-- start Data to use --
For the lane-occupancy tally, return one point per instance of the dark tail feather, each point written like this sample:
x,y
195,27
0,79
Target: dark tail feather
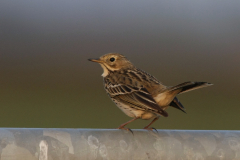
-- end Data to use --
◆ Do this: Copy out every line of the records above verbatim, omitting the pictures.

◆ Exercise solution:
For the lane-occupancy tally, return one point per instance of the dark tail feather, each point written like this sample:
x,y
195,27
0,79
Target: dark tail feather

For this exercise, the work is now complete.